*** Opening of Excerpted text ***
Should European farmers pay for pollination provided by bees? Should city dwellers in Brazil pay for the abundant rain generated over the Amazonian forest? And if mangroves are a shield against tsunamis, shouldn’t seaside resorts in Thailand be paying for them?
These are the kinds of questions being asked at the world’s top biodiversity conference in India, where policymakers are desperately seeking ways to preserve the world’s dwindling plant and animal resources.
A strong consensus is emerging that putting a price on nature may be the only way to get people to prevent Earth’s bounty being squandered, sometimes to extinction. Less clear, though, is how this can be achieved.
“The benefits have no price tag associated with them, which mean they are not accounted for ... when other decisions are made,” said Neville Ash, chief of the UN Environmental Program’s biodiversity unit.
According to the International Union for Conservation of Nature (IUCN), human expansion has lead to the destruction of 6 million hectares of primary forest every year since 2006.
Thirty-five percent of mangroves — which are vital sources of food, fuel, fiber and pharmaceutical molecules — have also been lost in just 20 years.
The idea of putting a price on some hitherto “free” resources has gained traction in recent years as pressure to halt the decline forces policy makers to think innovatively.
Nearly half of amphibian species, a third of corals, a quarter of mammals, a fifth of all plants and 13 percent of the world’s birds are at risk of extinction, according to the “Red List” compiled by the IUCN.
So academics and economists attempt to calculate the value of nature in dollars and cents, hoping that governments will include the estimates in their long-term planning and short-term awarding of exploitation contracts.
*** Close of Excerpted text ***
*** Opening of Data listing ***
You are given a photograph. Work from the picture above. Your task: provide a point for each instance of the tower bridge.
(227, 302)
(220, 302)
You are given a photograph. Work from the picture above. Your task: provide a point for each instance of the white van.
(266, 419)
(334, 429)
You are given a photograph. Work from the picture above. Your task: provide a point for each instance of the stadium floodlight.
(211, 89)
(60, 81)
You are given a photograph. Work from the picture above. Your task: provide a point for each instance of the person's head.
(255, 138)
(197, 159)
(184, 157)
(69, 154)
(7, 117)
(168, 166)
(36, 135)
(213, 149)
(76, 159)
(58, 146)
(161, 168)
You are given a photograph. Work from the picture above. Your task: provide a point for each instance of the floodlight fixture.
*** Close of Data listing ***
Aim of the exercise
List every group of organisms that the text on putting a price on nature cites from the IUCN "Red List" as at risk of extinction. Give the share stated for each.

The answer
- Amphibian species: nearly half
- Corals: a third
- Mammals: a quarter
- Plants: a fifth
- The world's birds: 13 percent